Work to complete:
The response must restate the data exactly, with nothing left out.

____ Records

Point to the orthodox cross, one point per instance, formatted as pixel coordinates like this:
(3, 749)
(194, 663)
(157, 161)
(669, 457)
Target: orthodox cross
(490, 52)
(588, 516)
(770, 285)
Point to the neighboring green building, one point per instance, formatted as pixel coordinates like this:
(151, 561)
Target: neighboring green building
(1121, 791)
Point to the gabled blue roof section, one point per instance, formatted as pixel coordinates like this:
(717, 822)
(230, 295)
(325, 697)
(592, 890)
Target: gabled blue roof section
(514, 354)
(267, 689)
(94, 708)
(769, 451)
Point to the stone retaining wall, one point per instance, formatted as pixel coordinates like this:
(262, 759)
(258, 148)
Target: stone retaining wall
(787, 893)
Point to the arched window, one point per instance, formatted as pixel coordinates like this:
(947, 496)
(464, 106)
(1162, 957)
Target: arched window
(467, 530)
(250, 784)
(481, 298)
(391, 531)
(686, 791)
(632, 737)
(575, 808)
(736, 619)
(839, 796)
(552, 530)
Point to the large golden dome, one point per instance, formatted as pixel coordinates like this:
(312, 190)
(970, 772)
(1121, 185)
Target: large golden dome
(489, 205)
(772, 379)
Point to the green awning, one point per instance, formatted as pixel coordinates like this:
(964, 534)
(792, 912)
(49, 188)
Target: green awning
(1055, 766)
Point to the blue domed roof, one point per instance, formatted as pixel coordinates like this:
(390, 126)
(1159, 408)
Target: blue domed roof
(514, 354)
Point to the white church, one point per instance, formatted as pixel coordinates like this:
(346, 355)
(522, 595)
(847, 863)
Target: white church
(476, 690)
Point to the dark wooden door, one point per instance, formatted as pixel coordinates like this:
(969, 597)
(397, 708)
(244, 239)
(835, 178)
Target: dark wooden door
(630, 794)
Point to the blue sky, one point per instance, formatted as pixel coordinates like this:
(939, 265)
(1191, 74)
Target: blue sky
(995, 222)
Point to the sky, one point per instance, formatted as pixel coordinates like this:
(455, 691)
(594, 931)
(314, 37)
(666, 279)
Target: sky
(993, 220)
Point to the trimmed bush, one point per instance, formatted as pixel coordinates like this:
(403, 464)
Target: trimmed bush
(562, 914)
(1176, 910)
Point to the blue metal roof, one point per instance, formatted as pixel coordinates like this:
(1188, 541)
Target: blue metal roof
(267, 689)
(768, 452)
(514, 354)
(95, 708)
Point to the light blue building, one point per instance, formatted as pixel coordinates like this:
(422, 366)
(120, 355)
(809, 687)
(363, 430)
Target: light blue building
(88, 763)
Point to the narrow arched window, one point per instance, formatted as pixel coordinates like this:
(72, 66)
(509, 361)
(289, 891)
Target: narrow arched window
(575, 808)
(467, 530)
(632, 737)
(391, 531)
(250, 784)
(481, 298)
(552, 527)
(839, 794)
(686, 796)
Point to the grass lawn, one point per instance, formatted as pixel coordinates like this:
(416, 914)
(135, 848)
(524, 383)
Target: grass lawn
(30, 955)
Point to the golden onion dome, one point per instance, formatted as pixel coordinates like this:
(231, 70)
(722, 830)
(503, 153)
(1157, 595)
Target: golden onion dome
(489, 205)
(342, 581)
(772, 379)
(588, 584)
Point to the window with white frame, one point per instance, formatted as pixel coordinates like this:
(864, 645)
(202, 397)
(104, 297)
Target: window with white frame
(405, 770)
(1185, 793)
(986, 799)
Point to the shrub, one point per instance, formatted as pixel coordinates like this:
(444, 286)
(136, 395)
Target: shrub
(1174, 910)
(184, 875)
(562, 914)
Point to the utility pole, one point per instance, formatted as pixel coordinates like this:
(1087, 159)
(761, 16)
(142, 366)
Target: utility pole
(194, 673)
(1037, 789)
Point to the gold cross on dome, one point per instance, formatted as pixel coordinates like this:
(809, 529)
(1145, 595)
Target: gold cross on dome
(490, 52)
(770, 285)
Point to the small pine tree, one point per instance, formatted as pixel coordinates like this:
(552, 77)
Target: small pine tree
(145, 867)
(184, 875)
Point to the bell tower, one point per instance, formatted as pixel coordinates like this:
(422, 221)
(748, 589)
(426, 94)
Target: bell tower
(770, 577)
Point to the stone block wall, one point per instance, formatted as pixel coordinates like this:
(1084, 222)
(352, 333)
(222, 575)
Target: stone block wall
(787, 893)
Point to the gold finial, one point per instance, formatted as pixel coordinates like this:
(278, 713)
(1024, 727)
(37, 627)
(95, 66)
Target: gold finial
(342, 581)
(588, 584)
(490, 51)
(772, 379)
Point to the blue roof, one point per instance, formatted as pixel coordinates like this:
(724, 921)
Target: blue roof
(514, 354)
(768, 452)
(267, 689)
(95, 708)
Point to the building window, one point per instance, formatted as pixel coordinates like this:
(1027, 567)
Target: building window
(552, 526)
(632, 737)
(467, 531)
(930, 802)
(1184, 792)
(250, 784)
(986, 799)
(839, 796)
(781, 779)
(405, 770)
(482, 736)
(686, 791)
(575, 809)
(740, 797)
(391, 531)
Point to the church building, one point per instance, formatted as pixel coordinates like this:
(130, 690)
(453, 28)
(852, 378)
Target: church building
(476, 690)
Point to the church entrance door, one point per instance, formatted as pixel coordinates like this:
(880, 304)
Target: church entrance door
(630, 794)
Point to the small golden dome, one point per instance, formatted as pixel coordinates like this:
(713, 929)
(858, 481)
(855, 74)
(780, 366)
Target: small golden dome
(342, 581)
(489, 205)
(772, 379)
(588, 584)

________

Result for this exercise:
Point to the orthodox cross, one point per instance, formatted as pixel coordinates like this:
(3, 749)
(194, 663)
(157, 161)
(669, 457)
Target: orthodox cross
(490, 52)
(588, 516)
(770, 285)
Point to the neighboring green building, one point per instance, formatted as pixel coordinates like this:
(151, 561)
Target: neighboring green building
(1121, 791)
Point to the gabled blue roof section, one point per instance, formatted as pixel coordinates like this:
(717, 822)
(230, 295)
(325, 697)
(592, 890)
Target: gabled blue roof section
(514, 354)
(267, 689)
(94, 708)
(769, 451)
Point to the stone retaining wall, one point per instance, formatted as pixel coordinates like this:
(262, 759)
(258, 148)
Target: stone retaining wall
(787, 893)
Point to the arched window, one point per instance, formatted as pixel coordinates like this:
(947, 496)
(464, 106)
(1162, 957)
Target: arched window
(467, 530)
(250, 784)
(481, 298)
(391, 531)
(686, 791)
(632, 737)
(575, 808)
(736, 619)
(839, 796)
(552, 530)
Point to the large golden dome, one point per instance, formatted as pixel coordinates like this:
(312, 190)
(970, 772)
(1121, 185)
Target: large golden dome
(489, 205)
(772, 379)
Point to the green awning, one point per instance, formatted as pixel coordinates like this:
(964, 534)
(792, 912)
(49, 188)
Target: green awning
(1055, 766)
Point to the blue domed roof, one point per instance, formatted as pixel coordinates like this:
(390, 126)
(1159, 408)
Target: blue domed roof
(514, 354)
Point to the white church, one point per instance, formatted as pixel coordinates like this:
(346, 355)
(522, 595)
(847, 863)
Target: white church
(476, 690)
Point to the dark wooden door, one point per instance, formatted as pixel coordinates like this:
(969, 597)
(397, 708)
(244, 239)
(835, 178)
Target: dark wooden door
(630, 794)
Point to the blue sky, one point per instance, formatted as pixel coordinates like this:
(939, 265)
(1191, 74)
Target: blue sky
(995, 222)
Point to the sky, one point per instance, formatted as pixel coordinates like this:
(455, 691)
(594, 931)
(314, 37)
(666, 279)
Target: sky
(993, 220)
Point to the trimmed bush, one point per instance, formatted as pixel coordinates like this:
(403, 464)
Target: trimmed bush
(562, 914)
(1176, 910)
Point to the blue metal roof, one point per instance, formatted as pixel coordinates like this:
(1188, 541)
Target: blue metal roof
(267, 689)
(768, 452)
(514, 354)
(95, 708)
Point to the light blue building, one point per instance, formatted as pixel coordinates like this:
(422, 366)
(120, 355)
(809, 687)
(363, 430)
Target: light blue building
(88, 763)
Point to the narrow arched window, one point per instance, formatted as pixel coordinates like this:
(72, 66)
(509, 361)
(289, 891)
Target: narrow arched window
(575, 808)
(467, 530)
(632, 737)
(391, 531)
(250, 784)
(481, 298)
(552, 527)
(839, 794)
(686, 796)
Point to the grass lawn, one point per instance, formatted as pixel coordinates like this:
(416, 914)
(135, 848)
(524, 383)
Target: grass lawn
(30, 955)
Point to the golden onion dome, one point per instance, formatted as pixel coordinates like this:
(231, 70)
(722, 830)
(503, 153)
(1157, 595)
Target: golden onion dome
(489, 205)
(342, 581)
(772, 379)
(588, 584)
Point to the window with white frame, one point per instance, formatted as pixel coordinates like this:
(864, 645)
(202, 397)
(104, 297)
Target: window with white frame
(405, 770)
(1185, 793)
(986, 799)
Point to the shrub, one point per instance, formatted as pixel coordinates like this:
(444, 286)
(136, 395)
Target: shrub
(1174, 910)
(184, 875)
(562, 914)
Point to the utility pole, one point per instance, formatted as pixel coordinates like this:
(1087, 159)
(761, 16)
(142, 366)
Target: utility pole
(194, 673)
(1037, 789)
Point to the gold cross on dome, one point per instance, formatted as pixel coordinates like this:
(809, 529)
(1145, 595)
Target: gold cross on dome
(490, 52)
(770, 285)
Point to the small pine tree, one point per instance, formatted as pixel coordinates like this:
(552, 77)
Target: small pine tree
(145, 867)
(184, 875)
Point to the bell tower, one point per instance, formatted as pixel coordinates like this:
(422, 221)
(748, 589)
(426, 94)
Target: bell tower
(770, 577)
Point to the stone block wall, one point per instance, formatted as pixel coordinates like this:
(1084, 222)
(352, 333)
(222, 575)
Target: stone block wall
(787, 893)
Point to the gold finial, one point per instance, formatted as pixel coordinates like this:
(278, 713)
(1024, 727)
(37, 627)
(95, 66)
Target: gold finial
(342, 581)
(588, 584)
(490, 51)
(772, 379)
Point to the blue roof, one point per instance, formatted as pixel coordinates like this:
(724, 921)
Target: blue roof
(514, 354)
(768, 452)
(267, 689)
(95, 708)
Point to the building window, one point per instance, formatted as pixel coordinates like this:
(1027, 567)
Target: building window
(552, 526)
(632, 737)
(467, 531)
(930, 802)
(1184, 792)
(250, 784)
(986, 799)
(839, 796)
(781, 779)
(405, 770)
(482, 736)
(686, 791)
(575, 809)
(740, 797)
(391, 531)
Point to the church building, one point per instance, formatted as pixel coordinates like this:
(130, 690)
(453, 28)
(852, 378)
Target: church building
(476, 690)
Point to the church entrance door, one point per instance, formatted as pixel coordinates like this:
(880, 304)
Target: church entrance door
(630, 794)
Point to the small golden dome, one point per instance, formatted as pixel coordinates like this:
(713, 929)
(858, 481)
(855, 74)
(780, 366)
Target: small golden dome
(342, 581)
(489, 205)
(772, 379)
(588, 584)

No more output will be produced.